### WRITTEN PROBLEM:
Can you write out the records below again with every "Place a marker" changed to "Put a pin" and nothing else altered?

-- start of SOURCE RECORDS --

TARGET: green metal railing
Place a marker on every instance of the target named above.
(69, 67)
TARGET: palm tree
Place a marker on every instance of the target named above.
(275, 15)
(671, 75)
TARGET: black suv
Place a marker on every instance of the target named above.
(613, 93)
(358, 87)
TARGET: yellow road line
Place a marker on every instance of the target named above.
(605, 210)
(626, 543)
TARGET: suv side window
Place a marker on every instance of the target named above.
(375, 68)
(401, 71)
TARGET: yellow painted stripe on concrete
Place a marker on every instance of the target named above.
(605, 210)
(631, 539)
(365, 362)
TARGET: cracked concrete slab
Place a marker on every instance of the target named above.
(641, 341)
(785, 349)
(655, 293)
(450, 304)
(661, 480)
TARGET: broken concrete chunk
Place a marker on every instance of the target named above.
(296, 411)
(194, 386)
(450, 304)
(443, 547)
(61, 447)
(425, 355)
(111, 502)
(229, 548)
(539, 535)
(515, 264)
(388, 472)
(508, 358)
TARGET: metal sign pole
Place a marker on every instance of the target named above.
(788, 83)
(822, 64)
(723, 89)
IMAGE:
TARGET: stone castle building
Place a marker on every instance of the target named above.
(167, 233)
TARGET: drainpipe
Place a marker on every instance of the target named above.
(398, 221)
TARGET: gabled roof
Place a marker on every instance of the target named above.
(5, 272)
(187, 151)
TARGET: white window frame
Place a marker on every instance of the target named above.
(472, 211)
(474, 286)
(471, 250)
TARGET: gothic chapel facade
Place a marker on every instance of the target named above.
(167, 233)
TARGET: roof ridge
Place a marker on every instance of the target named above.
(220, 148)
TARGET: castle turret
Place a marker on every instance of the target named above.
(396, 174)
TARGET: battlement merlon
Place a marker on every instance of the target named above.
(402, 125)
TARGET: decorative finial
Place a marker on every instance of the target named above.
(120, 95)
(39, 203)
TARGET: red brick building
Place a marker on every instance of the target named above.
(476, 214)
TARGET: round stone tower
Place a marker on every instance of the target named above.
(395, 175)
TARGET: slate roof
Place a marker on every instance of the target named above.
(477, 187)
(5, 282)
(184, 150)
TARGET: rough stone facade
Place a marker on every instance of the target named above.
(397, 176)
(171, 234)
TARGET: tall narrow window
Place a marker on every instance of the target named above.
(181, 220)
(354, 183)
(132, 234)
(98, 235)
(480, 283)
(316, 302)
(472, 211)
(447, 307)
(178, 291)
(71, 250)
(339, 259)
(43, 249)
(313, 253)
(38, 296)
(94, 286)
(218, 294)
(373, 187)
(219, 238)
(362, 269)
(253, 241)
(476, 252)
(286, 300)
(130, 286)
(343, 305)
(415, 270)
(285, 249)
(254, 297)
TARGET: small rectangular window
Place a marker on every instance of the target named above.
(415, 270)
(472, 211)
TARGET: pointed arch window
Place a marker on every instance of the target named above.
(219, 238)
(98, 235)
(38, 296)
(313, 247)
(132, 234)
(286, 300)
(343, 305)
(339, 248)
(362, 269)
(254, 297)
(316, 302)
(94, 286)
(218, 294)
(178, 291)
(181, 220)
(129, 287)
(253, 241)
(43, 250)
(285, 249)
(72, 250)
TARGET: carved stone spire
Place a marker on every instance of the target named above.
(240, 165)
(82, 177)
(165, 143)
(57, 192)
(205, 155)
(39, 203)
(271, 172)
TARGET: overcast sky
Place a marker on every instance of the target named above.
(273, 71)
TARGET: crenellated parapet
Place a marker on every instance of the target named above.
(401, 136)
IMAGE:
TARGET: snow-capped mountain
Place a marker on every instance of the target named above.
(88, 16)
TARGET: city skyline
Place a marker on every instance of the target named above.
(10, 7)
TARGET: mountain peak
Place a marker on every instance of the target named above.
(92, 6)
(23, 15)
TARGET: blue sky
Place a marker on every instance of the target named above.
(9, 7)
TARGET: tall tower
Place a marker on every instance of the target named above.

-- end of SOURCE RECORDS --

### COMPLETE OUTPUT:
TARGET: green metal railing
Put a pin on every instance of the target named above.
(69, 67)
TARGET: palm tree
Put a pin on every instance of the target named above.
(275, 15)
(671, 75)
TARGET: black suv
Put a pin on every instance of the target named above.
(613, 93)
(358, 87)
TARGET: yellow road line
Put a pin on every instance of the target named above.
(605, 210)
(626, 543)
TARGET: suv side window
Put a pin on every instance of the target named above.
(375, 68)
(401, 71)
TARGET: yellow painted stripe on concrete
Put a pin on every instance of the target named above.
(605, 210)
(631, 539)
(365, 362)
TARGET: cracked concrete slab
Put a pin on every instance of the target named above.
(641, 341)
(785, 349)
(655, 293)
(450, 304)
(661, 480)
TARGET: broken concrete chunk
Put a pin on every instance of the target named above.
(296, 411)
(194, 386)
(450, 304)
(443, 547)
(61, 447)
(425, 355)
(111, 502)
(229, 548)
(539, 535)
(515, 264)
(388, 472)
(508, 358)
TARGET: metal sign pole
Put a pin on every instance of the target named above.
(788, 83)
(822, 64)
(723, 89)
IMAGE:
TARGET: stone castle building
Put a pin on every instance of the target named above.
(167, 233)
TARGET: drainpipe
Put a pin on every instance of the target named above.
(398, 221)
TARGET: gabled roof
Put a pin on every instance of the target named above.
(5, 272)
(187, 151)
TARGET: white window frame
Put a pin on every instance of the target named above.
(472, 211)
(474, 286)
(471, 250)
TARGET: gothic chapel facade
Put a pin on every instance of the target named above.
(167, 233)
TARGET: roof ridge
Put a pin on every instance of the target named above.
(220, 148)
TARGET: castle turret
Put a pin on every instance of the target named above.
(396, 174)
TARGET: battlement merlon
Put a pin on every instance of the target named above.
(402, 125)
TARGET: decorative finial
Put a pin on every instance of the target named above.
(120, 95)
(39, 203)
TARGET: red brick building
Put a pin on every instance of the target named above.
(476, 214)
TARGET: round stone tower
Put a pin on every instance of the target named above.
(395, 175)
TARGET: slate roof
Put a pin on every instance of the target named above.
(477, 187)
(5, 282)
(184, 150)
TARGET: rough stone facade
Put a pin on every instance of the target named above.
(397, 176)
(171, 234)
TARGET: tall narrow window
Put a pin on every instance of the target named above.
(181, 220)
(354, 183)
(132, 234)
(98, 235)
(480, 283)
(316, 302)
(472, 211)
(447, 307)
(178, 291)
(71, 250)
(339, 259)
(43, 249)
(313, 253)
(38, 296)
(94, 286)
(218, 294)
(373, 187)
(219, 238)
(362, 269)
(253, 241)
(476, 252)
(286, 300)
(130, 286)
(343, 305)
(415, 270)
(285, 249)
(254, 297)
TARGET: small rectangular window
Put a pin on every instance of the target named above.
(415, 270)
(472, 211)
TARGET: pointed arch window
Put a pin on every instance of the target named above.
(219, 238)
(98, 235)
(38, 296)
(313, 247)
(132, 234)
(286, 300)
(343, 305)
(339, 248)
(362, 269)
(254, 297)
(316, 302)
(94, 286)
(218, 294)
(178, 291)
(181, 220)
(129, 287)
(253, 241)
(43, 250)
(285, 249)
(72, 250)
TARGET: carved stone spire
Put a pin on every instance of the target named above.
(240, 165)
(82, 177)
(165, 143)
(57, 192)
(205, 155)
(39, 203)
(271, 172)
TARGET: overcast sky
Put a pin on every instance of the target named above.
(273, 71)
TARGET: crenellated parapet
Put a pin on every instance of the target named above.
(401, 136)
IMAGE:
TARGET: snow-capped mountain
Put a pin on every instance of the target named above.
(88, 16)
TARGET: city skyline
Put a pin on every instance of the target named above.
(10, 7)
TARGET: mountain peak
Put a pin on every instance of the target named above.
(92, 6)
(23, 15)
TARGET: blue sky
Put a pin on every instance of the target named above.
(9, 7)
TARGET: tall tower
Put a pin on every instance of the target named above.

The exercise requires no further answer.